Start Provided data

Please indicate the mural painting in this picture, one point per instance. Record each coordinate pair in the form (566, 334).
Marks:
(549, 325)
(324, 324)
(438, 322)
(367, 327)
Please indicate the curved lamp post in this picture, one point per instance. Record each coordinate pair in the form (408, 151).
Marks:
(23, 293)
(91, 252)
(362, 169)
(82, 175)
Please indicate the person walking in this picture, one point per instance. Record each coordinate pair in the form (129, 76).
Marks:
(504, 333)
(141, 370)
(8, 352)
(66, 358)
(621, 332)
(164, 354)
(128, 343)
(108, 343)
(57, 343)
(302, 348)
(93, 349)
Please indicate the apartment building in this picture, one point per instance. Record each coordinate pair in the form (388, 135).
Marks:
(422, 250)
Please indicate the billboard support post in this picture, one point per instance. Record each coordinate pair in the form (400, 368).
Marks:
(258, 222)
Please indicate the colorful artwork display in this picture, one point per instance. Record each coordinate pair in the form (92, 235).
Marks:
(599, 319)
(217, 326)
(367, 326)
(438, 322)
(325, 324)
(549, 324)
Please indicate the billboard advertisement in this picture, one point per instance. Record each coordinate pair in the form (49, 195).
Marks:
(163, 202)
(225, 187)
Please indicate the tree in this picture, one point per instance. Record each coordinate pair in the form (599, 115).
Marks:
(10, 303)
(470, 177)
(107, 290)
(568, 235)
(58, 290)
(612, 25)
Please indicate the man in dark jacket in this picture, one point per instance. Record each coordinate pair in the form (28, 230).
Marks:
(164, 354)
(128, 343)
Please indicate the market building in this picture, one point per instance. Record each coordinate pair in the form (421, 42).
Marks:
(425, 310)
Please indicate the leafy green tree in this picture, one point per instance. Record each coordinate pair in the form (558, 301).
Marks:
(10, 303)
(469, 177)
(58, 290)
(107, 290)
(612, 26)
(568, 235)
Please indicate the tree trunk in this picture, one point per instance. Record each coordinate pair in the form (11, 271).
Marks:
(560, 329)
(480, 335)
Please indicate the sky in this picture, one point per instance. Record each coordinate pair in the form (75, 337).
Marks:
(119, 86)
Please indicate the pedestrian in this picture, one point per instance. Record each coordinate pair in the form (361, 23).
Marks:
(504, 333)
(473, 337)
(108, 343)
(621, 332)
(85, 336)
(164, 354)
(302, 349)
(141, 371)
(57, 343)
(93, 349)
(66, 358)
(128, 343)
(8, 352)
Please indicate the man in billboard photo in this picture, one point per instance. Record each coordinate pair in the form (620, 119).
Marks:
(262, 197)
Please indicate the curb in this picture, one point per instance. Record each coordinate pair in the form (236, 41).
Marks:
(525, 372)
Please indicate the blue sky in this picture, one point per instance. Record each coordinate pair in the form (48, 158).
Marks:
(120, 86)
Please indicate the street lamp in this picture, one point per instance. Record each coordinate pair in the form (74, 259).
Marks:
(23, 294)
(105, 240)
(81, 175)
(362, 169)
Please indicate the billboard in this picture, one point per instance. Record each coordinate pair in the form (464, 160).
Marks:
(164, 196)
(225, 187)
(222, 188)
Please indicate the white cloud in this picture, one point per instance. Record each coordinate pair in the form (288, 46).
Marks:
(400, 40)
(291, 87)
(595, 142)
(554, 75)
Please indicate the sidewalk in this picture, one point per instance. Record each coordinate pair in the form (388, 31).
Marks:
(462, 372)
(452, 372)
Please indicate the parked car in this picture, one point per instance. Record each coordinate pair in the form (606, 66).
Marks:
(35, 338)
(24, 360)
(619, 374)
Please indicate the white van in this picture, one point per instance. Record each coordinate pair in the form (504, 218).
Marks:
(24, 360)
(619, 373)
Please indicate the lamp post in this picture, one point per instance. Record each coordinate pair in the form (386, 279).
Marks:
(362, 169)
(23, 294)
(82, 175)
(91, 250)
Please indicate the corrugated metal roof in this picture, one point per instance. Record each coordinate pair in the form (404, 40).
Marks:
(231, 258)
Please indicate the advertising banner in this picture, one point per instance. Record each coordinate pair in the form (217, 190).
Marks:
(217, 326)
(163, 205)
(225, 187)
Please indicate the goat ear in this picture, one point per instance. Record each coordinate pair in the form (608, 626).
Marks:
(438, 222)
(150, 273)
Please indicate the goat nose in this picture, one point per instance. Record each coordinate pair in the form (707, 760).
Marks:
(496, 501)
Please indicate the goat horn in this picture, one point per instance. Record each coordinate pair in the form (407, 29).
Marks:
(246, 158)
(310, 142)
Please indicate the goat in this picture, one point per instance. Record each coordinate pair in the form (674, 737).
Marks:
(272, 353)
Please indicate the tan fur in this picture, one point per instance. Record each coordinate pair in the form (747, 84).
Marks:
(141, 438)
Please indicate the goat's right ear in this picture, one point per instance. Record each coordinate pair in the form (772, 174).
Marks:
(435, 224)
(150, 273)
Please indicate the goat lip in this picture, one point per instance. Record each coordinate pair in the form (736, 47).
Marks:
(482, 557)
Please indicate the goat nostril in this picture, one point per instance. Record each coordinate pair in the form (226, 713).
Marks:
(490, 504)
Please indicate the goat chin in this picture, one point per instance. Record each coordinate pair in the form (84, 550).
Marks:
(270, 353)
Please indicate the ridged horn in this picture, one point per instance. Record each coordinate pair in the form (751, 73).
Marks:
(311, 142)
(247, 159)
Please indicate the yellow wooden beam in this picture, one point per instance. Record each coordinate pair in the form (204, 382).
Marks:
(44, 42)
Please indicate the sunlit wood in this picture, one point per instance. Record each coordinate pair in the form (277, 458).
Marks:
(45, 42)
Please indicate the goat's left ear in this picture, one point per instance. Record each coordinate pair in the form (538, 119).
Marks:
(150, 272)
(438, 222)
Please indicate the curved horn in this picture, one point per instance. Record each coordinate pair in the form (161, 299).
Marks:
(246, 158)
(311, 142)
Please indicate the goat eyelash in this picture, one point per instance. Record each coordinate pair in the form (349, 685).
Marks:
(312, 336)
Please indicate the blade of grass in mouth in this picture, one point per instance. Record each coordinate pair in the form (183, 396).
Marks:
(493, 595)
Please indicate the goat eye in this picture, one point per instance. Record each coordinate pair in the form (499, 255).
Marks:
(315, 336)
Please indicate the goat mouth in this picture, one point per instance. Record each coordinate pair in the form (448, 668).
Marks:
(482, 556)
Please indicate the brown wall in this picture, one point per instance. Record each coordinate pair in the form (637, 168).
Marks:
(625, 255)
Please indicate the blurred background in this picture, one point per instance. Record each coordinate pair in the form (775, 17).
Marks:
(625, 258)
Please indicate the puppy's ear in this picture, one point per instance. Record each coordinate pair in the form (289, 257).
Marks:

End Provided data

* _Stated goal_
Nothing should be changed: write out all of the data as is.

* _The completed task_
Please indicate the mural painting in this picture, one point per instance. Record each coordinate pair in the form (566, 334).
Marks:
(549, 325)
(324, 324)
(438, 322)
(367, 327)
Please indicate the curved lamp post in this picture, one point per instance. Record each coordinate pair in the form (408, 151).
Marks:
(23, 293)
(91, 252)
(362, 169)
(82, 175)
Please indicate the person walking in this picture, one point per instance. Record each coordinate pair in the form (129, 76).
Marks:
(504, 333)
(141, 370)
(8, 352)
(66, 358)
(621, 332)
(164, 354)
(128, 343)
(108, 343)
(57, 343)
(302, 348)
(93, 349)
Please indicate the apartment building in this picture, one point per instance. Record each coordinate pair in the form (388, 135).
Marks:
(422, 250)
Please indicate the billboard support post in this picture, one point per instance. Record each coordinate pair in the form (400, 368).
Marks:
(258, 222)
Please indicate the colorful artwork display in this picture, one point per instance. Record each coordinate pair in the form (92, 235).
Marks:
(599, 319)
(217, 326)
(367, 326)
(438, 322)
(325, 324)
(549, 324)
Please indicate the billboard advertisement in this picture, one point per instance. Record each coordinate pair in the form (49, 195).
Marks:
(163, 202)
(225, 187)
Please indicate the tree in this picture, one point per instance. Record each coordinate pair in the form (599, 115).
Marks:
(10, 303)
(470, 177)
(107, 290)
(568, 235)
(58, 290)
(612, 25)
Please indicate the man in dark jacket in this picture, one point per instance. Record each coordinate pair in the form (28, 230).
Marks:
(164, 354)
(128, 343)
Please indicate the market building in this picture, one point per instance. Record each coordinate pair in the form (421, 42).
Marks:
(425, 310)
Please indicate the leafy green tree in this picture, one point per instance. Record each coordinate pair in the form (558, 301).
Marks:
(10, 303)
(469, 177)
(58, 290)
(107, 290)
(612, 26)
(568, 235)
Please indicate the tree trunk in this picture, one point per instance. Record each coordinate pair in the form (11, 271).
Marks:
(560, 329)
(480, 335)
Please indicate the sky in this picture, one point per instance. Record each coordinate pair in the form (75, 337).
Marks:
(119, 86)
Please indicate the pedestrian in this picture, one point per instance. Record each coordinate pair in the form (361, 23).
Marks:
(504, 333)
(473, 337)
(108, 343)
(621, 332)
(85, 336)
(164, 354)
(302, 349)
(141, 371)
(57, 343)
(93, 349)
(66, 358)
(128, 343)
(8, 352)
Please indicate the man in billboard photo in this picture, one point per instance. Record each coordinate pair in the form (620, 119).
Marks:
(262, 197)
Please indicate the curb in this picture, one point per instance. Record each coordinate pair in the form (236, 41).
Marks:
(525, 372)
Please indicate the blue sky in this picture, one point per instance. Record each coordinate pair in the form (48, 158).
Marks:
(120, 86)
Please indicate the street lamp in this picture, one point per instance. Record each coordinate pair in the form (74, 259).
Marks:
(23, 294)
(105, 240)
(81, 175)
(362, 169)
Please indicate the billboard in this picture, one point per instance. Record each coordinate pair in the form (464, 160).
Marks:
(164, 196)
(225, 187)
(222, 188)
Please indicate the white cloud in this picture, one point per instance. Record each coordinate pair in the form (288, 46).
Marks:
(400, 40)
(291, 87)
(595, 142)
(554, 75)
Please indicate the sidewalk in this picture, one point per instance. Record each coordinate pair in the form (388, 31).
Marks:
(462, 372)
(452, 372)
Please indicate the parked car in this picture, one point per instance. Record each coordinate pair in the form (606, 66).
Marks:
(35, 338)
(24, 360)
(619, 374)
Please indicate the white van in this picture, one point per instance. Record each coordinate pair in the form (504, 218).
Marks:
(24, 360)
(619, 373)
Please indicate the lamp post in this picture, one point per instance. Record each coordinate pair in the form (386, 279).
Marks:
(362, 169)
(23, 294)
(82, 175)
(91, 250)
Please indicate the corrugated metal roof in this picture, one point per instance. Record each coordinate pair in the form (404, 40).
Marks:
(231, 258)
Please indicate the advertising banner in this picture, one point per instance. Record each coordinate pair in the form (217, 190).
Marks:
(217, 326)
(163, 205)
(225, 187)
Please indicate the goat ear in this picture, one point per instance. Record each coordinate pair in the form (608, 626).
Marks:
(438, 222)
(150, 273)
Please indicate the goat nose in this picture, one point per instance. Record each coordinate pair in the form (707, 760).
Marks:
(496, 501)
Please indicate the goat horn in this picture, one point per instance. Record each coordinate pair in the form (407, 29).
Marks:
(246, 158)
(310, 142)
Please indicate the goat in this picture, one point per instance. Record each coordinate pair in the form (674, 737).
Marks:
(272, 353)
Please indicate the tan fur in this picture, one point per instance. Record each coordinate pair in the form (747, 84).
Marks:
(141, 438)
Please indicate the goat's right ear in this picture, one point per instance. Record each coordinate pair in the form (772, 174).
Marks:
(435, 224)
(150, 273)
Please indicate the goat lip in this picture, one point per instance. Record each coordinate pair in the form (736, 47).
Marks:
(482, 557)
Please indicate the goat nostril in this picture, one point per instance. Record each coordinate pair in the form (226, 713).
Marks:
(490, 504)
Please indicate the goat chin in this picture, one point per instance. Record each coordinate pair in the form (84, 550).
Marks:
(270, 353)
Please indicate the ridged horn in this picture, one point per instance. Record each coordinate pair in the form (751, 73).
Marks:
(311, 142)
(247, 159)
Please indicate the yellow wooden beam in this picture, one point per instance. Record each coordinate pair in the form (204, 382).
Marks:
(44, 42)
Please indicate the sunlit wood in this picture, one point per instance. Record each coordinate pair in the form (277, 458).
Marks:
(45, 42)
Please indicate the goat's left ear in this picture, one point per instance. Record each coordinate pair in the form (538, 119).
Marks:
(150, 272)
(438, 222)
Please indicate the curved horn in this picture, one point per instance. Record each coordinate pair in the form (161, 299).
Marks:
(246, 158)
(311, 142)
Please indicate the goat eyelash in this picture, one point per instance. Record each coordinate pair in the form (349, 685).
Marks:
(312, 336)
Please indicate the blade of grass in mouth in this picture, one point per instance. Record each coordinate pair in the form (183, 396).
Marks:
(493, 595)
Please indicate the goat eye in this picture, one point per instance. Record each coordinate pair in the form (499, 255).
Marks:
(315, 336)
Please indicate the goat mouth in this picture, one point per instance. Record each coordinate pair in the form (448, 668).
Marks:
(482, 556)
Please indicate the brown wall in this picture, one point per instance. Record each coordinate pair in the form (637, 168).
Marks:
(625, 255)
Please indicate the blurred background in this picture, one point per instance. Record each coordinate pair in the form (775, 17).
Marks:
(625, 258)
Please indicate the puppy's ear in this picture, one point per instance. Record each coordinate pair in the form (289, 257).
Marks:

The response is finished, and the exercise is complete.